##### Study material #####
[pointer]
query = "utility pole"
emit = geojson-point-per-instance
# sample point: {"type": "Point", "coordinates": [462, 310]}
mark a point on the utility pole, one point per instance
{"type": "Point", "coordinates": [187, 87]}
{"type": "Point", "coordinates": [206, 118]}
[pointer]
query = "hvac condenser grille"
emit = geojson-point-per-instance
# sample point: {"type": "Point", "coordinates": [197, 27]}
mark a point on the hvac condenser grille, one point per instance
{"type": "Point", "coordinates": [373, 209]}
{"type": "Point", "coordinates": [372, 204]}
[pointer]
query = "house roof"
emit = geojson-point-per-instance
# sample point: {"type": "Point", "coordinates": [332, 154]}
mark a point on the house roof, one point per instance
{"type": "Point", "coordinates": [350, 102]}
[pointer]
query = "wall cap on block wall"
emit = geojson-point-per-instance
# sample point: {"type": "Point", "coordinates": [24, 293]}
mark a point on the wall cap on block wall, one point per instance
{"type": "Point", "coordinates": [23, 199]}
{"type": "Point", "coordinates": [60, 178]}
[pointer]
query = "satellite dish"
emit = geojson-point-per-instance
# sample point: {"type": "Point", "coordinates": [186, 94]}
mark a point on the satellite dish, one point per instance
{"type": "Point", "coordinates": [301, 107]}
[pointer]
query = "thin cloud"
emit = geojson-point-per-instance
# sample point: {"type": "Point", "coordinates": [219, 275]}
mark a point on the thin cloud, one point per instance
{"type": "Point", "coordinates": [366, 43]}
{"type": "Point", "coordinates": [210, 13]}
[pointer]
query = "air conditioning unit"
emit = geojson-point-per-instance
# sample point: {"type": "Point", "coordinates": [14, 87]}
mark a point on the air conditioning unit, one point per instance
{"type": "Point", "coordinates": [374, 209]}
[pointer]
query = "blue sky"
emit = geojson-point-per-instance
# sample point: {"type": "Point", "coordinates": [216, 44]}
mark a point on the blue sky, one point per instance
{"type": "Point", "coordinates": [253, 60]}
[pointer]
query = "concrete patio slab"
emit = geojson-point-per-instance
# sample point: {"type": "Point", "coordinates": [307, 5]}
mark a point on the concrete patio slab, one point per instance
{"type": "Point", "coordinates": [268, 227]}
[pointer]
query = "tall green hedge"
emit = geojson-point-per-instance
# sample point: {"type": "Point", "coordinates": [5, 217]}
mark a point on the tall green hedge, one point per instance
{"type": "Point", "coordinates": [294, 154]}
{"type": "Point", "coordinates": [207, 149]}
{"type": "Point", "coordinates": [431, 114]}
#####
##### Study material #####
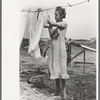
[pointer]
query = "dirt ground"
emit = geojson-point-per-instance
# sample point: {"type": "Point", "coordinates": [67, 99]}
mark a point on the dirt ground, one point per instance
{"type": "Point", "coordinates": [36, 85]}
#####
##### Study material #####
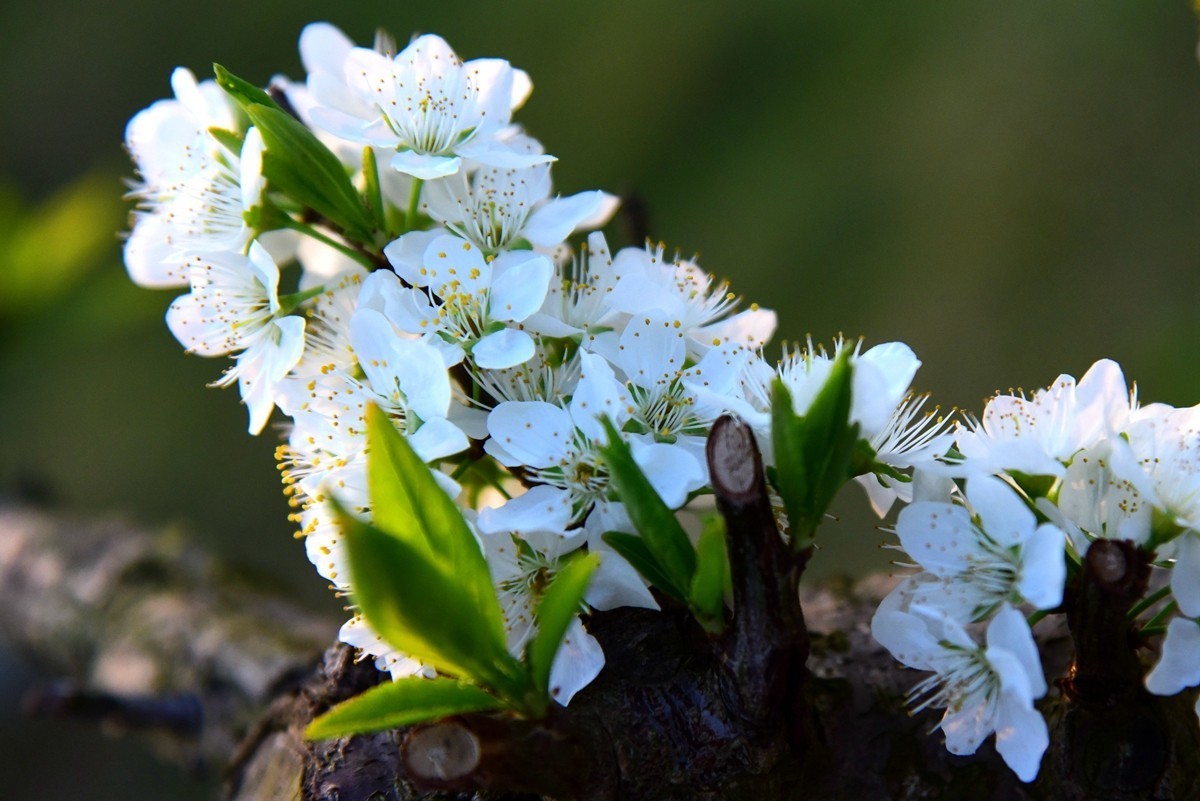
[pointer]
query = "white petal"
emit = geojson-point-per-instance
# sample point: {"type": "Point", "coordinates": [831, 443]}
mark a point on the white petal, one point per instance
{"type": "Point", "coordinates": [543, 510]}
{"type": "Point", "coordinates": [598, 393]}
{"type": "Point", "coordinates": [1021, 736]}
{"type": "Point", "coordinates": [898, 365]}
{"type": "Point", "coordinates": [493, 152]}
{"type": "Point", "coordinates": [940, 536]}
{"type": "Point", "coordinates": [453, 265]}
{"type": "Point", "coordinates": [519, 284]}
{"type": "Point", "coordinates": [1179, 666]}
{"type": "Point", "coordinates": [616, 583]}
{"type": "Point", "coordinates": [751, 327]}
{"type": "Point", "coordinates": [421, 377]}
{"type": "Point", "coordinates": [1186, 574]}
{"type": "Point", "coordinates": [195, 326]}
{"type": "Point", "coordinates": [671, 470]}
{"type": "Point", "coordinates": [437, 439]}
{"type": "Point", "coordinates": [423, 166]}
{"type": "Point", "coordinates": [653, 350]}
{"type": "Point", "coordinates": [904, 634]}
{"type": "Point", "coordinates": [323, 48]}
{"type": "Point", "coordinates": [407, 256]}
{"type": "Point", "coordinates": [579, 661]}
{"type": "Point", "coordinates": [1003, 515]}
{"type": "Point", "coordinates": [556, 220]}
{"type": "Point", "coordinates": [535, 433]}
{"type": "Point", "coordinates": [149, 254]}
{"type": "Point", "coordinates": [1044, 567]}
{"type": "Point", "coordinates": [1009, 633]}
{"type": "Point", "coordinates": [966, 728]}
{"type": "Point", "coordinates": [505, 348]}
#####
[Exercise directions]: Search the records for the word "query". Copy every line that has it.

[Response box]:
query = "utility pole"
query = "hvac condenser grille"
query = "house roof"
query = "wall cap on block wall"
query = "satellite dish"
query = "thin cloud"
query = "air conditioning unit"
query = "blue sky"
query = "concrete patio slab"
query = "tall green hedge"
query = "dirt ground"
query = "white petal"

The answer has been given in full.